In [3]:
import pandas as pd 
import numpy as np
from typing import Dict
from sdmetrics.single_column import CategoryAdherence, BoundaryAdherence

In [4]:
original_data_splits = r"C:\Users\User\PycharmProjects\master_thesis\simulation_data\final_run_data_preparation\data_splits\original_training_dataset.csv"
real_test_path = r"C:\Users\User\PycharmProjects\master_thesis\simulation_data\final_run_data_preparation\data_splits\test_df.csv"

synthetic_path=r"C:\Users\User\PycharmProjects\master_thesis\simulation_data\final_data_evaluation\create_plots\evaluation_results\fully_fixed_data.csv"



synthetic_data_no_grounding= r"C:\Users\User\PycharmProjects\master_thesis\simulation_data\final_data_evaluation\create_plots\evaluation_results\fully_fixed_data_not_grounded_synthetic.csv"

synthetic_new_no_info = r"C:\Users\User\PycharmProjects\master_thesis\simulation_data\final_data_evaluation\create_plots\evaluation_results\fully_fixed_data_no_info_new.csv"



categorical_cols = [
            'numberRating', 'highestRating', 'lowestRating',
            'numberLowRating', 'numberMediumRating', 'numberHighRating',
            'numberMessageRead', 'readAllMessage', 'numberMessageReceived', 
        ]

continuous_cols = ['sdRating','medianRating']

# all columns 
all_columns = categorical_cols + continuous_cols


synthetic_df = pd.read_csv(synthetic_path)
synthetic_df_no_orignal_inofs = pd.read_csv(synthetic_new_no_info)
synthetic_df_no_grounding = pd.read_csv(synthetic_data_no_grounding)

real_df_original = pd.read_csv(original_data_splits)
real_df_test = pd.read_csv(real_test_path)

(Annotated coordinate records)
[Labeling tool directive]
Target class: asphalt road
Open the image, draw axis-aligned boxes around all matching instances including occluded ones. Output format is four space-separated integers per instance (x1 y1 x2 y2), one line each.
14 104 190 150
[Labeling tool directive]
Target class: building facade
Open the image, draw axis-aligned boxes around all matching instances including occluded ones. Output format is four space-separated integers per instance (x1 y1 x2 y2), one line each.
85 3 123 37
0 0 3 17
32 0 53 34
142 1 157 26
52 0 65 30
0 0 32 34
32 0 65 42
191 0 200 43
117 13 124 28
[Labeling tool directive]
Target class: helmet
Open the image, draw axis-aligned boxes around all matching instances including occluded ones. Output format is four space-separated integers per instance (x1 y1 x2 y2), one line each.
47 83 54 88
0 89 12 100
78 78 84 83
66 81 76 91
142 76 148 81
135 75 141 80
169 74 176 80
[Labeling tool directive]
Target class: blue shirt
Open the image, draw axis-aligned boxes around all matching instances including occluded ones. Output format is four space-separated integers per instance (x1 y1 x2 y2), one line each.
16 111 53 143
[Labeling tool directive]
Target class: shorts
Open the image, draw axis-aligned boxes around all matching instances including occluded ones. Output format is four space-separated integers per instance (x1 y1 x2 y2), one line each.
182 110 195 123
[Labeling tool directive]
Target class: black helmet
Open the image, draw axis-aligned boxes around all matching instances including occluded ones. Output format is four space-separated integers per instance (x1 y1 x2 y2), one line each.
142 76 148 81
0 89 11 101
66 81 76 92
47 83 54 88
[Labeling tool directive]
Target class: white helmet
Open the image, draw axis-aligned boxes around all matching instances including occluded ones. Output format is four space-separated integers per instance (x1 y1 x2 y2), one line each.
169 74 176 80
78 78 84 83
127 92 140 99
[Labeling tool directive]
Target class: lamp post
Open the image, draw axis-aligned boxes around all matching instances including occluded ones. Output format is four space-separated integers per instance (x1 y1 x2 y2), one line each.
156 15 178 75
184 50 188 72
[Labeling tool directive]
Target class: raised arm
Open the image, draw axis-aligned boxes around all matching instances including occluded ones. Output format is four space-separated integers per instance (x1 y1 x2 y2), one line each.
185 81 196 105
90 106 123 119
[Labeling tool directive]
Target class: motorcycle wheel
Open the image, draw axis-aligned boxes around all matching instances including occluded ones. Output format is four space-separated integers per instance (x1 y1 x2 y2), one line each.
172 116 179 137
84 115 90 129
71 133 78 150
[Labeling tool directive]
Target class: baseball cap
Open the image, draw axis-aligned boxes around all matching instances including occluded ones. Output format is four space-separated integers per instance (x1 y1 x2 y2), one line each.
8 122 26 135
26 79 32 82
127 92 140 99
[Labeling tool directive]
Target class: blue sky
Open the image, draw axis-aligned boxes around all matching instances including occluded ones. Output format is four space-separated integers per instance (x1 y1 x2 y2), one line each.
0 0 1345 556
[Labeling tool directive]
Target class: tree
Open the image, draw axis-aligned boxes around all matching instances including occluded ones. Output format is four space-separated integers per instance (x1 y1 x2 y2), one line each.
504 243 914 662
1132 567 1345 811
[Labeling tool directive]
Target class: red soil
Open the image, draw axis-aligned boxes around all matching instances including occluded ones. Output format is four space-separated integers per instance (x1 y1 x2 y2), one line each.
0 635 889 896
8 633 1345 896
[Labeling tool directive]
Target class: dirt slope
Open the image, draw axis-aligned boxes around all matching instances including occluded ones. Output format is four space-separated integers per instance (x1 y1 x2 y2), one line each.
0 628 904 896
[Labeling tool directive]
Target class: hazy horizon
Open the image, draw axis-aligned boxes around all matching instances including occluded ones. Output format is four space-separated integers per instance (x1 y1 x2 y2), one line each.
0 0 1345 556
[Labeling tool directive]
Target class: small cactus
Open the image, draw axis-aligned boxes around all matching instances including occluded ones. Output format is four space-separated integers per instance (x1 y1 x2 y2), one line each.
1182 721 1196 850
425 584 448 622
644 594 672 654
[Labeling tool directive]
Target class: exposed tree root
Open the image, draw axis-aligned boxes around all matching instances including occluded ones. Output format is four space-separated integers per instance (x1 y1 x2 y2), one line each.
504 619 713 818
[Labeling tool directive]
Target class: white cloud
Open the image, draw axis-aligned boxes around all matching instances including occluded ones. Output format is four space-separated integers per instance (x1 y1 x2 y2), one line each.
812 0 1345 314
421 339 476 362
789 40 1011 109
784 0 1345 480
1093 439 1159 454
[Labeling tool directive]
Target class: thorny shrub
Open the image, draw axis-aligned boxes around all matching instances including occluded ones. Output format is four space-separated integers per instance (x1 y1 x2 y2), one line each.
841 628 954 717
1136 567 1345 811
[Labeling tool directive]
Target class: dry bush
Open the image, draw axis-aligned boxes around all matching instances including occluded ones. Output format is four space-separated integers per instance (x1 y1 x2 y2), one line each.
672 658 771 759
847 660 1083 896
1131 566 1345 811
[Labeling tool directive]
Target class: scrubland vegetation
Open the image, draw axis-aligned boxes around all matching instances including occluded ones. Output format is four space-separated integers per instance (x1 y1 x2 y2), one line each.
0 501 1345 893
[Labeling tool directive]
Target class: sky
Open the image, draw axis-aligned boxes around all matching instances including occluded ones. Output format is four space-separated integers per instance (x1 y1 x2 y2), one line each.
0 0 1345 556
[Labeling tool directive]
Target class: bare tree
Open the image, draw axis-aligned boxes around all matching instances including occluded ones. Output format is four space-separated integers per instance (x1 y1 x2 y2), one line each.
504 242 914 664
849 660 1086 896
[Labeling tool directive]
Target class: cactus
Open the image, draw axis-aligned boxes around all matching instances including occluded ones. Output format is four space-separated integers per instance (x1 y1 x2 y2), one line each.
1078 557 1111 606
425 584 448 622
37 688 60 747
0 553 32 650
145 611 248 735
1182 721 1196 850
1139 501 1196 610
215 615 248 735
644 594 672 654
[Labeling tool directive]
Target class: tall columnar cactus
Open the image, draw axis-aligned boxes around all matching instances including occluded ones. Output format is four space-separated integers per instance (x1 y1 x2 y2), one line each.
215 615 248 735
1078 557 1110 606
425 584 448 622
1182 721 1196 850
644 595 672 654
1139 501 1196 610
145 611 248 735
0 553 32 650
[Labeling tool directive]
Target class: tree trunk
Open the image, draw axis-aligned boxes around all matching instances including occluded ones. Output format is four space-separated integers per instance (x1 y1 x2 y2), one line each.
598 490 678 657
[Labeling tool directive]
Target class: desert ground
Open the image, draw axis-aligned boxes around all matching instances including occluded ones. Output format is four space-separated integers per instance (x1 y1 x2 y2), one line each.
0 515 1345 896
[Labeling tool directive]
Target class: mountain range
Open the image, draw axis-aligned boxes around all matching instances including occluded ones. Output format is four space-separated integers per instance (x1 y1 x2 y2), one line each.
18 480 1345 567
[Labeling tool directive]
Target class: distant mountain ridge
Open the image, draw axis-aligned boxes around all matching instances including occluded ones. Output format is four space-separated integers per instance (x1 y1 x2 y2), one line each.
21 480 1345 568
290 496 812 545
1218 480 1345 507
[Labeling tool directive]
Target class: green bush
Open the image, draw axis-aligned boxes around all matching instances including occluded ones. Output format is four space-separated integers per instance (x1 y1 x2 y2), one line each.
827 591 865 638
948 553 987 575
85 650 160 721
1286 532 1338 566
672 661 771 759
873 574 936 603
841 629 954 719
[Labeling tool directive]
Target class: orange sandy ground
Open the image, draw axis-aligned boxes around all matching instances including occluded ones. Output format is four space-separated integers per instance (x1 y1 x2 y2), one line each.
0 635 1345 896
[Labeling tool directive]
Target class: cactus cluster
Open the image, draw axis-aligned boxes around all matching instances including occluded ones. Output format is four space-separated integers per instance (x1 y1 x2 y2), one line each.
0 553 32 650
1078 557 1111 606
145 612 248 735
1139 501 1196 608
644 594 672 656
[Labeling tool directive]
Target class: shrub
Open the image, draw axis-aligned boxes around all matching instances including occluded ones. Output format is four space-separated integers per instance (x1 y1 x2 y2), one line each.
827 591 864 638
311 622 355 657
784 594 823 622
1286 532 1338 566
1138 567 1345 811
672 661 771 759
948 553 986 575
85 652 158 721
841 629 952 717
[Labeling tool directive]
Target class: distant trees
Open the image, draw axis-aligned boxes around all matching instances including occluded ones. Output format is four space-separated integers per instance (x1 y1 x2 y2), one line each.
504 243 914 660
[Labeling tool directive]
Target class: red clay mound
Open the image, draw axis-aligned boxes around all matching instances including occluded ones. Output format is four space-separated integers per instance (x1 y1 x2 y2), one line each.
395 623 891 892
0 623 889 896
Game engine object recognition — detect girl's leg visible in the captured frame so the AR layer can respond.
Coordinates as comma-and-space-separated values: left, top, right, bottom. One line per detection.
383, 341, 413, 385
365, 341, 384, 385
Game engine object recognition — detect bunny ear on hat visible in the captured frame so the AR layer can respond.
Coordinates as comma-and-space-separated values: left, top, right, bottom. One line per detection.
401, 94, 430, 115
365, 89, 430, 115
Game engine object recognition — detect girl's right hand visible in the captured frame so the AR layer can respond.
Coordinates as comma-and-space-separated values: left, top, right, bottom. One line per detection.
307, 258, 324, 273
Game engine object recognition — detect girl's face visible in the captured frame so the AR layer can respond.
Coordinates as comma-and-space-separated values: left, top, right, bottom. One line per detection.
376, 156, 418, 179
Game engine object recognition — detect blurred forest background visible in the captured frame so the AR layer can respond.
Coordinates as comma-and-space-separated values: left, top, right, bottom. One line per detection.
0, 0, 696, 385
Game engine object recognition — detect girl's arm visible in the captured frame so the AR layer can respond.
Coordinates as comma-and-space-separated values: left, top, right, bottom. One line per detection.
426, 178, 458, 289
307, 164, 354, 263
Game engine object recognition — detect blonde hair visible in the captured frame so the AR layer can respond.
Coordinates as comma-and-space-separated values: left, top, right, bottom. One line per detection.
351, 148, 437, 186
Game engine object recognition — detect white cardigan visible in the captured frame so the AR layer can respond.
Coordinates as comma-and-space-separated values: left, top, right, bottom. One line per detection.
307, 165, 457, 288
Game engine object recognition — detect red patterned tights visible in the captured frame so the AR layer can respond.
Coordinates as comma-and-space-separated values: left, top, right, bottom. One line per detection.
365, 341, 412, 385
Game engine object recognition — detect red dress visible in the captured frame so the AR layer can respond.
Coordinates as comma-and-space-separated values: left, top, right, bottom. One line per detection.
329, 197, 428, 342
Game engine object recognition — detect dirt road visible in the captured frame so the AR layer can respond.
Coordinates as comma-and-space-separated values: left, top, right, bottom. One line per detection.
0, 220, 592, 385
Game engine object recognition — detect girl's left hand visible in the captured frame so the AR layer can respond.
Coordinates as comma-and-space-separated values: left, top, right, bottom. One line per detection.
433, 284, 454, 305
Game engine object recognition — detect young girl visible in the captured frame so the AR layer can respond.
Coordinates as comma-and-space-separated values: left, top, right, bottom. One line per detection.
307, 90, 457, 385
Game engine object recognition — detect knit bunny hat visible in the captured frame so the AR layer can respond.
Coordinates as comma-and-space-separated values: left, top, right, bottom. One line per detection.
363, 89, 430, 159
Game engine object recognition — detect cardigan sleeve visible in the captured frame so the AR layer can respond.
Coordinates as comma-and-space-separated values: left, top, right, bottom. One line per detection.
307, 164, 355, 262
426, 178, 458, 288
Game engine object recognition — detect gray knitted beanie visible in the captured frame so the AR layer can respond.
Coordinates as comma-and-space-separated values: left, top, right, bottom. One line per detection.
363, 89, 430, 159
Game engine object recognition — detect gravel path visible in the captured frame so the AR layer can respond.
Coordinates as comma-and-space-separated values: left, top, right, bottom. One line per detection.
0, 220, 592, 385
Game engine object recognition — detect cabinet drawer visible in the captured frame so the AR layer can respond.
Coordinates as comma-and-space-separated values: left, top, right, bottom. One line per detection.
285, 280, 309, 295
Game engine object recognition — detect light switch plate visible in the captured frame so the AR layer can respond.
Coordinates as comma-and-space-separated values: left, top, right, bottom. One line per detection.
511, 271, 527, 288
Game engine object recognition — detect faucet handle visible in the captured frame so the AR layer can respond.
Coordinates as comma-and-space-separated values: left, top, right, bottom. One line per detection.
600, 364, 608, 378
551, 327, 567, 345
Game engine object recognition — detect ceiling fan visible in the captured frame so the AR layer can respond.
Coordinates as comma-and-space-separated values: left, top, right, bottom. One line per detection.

▶ [GOALS]:
[1] In the notebook code, restate the block beginning "categorical_cols = [" as a plain list of the column names it assigns.
[2] Reproduce everything in the notebook code from "# all columns" down to "real_df_test = pd.read_csv(real_test_path)", character for character.
These records have no connection to the notebook code.

▶ [RESPONSES FOR EACH TASK]:
[1]
Categorical columns:
- numberRating
- highestRating
- lowestRating
- numberLowRating
- numberMediumRating
- numberHighRating
- numberMessageRead
- readAllMessage
- numberMessageReceived

[2]
# all columns 
all_columns = categorical_cols + continuous_cols


synthetic_df = pd.read_csv(synthetic_path)
synthetic_df_no_orignal_inofs = pd.read_csv(synthetic_new_no_info)
synthetic_df_no_grounding = pd.read_csv(synthetic_data_no_grounding)

real_df_original = pd.read_csv(original_data_splits)
real_df_test = pd.read_csv(real_test_path)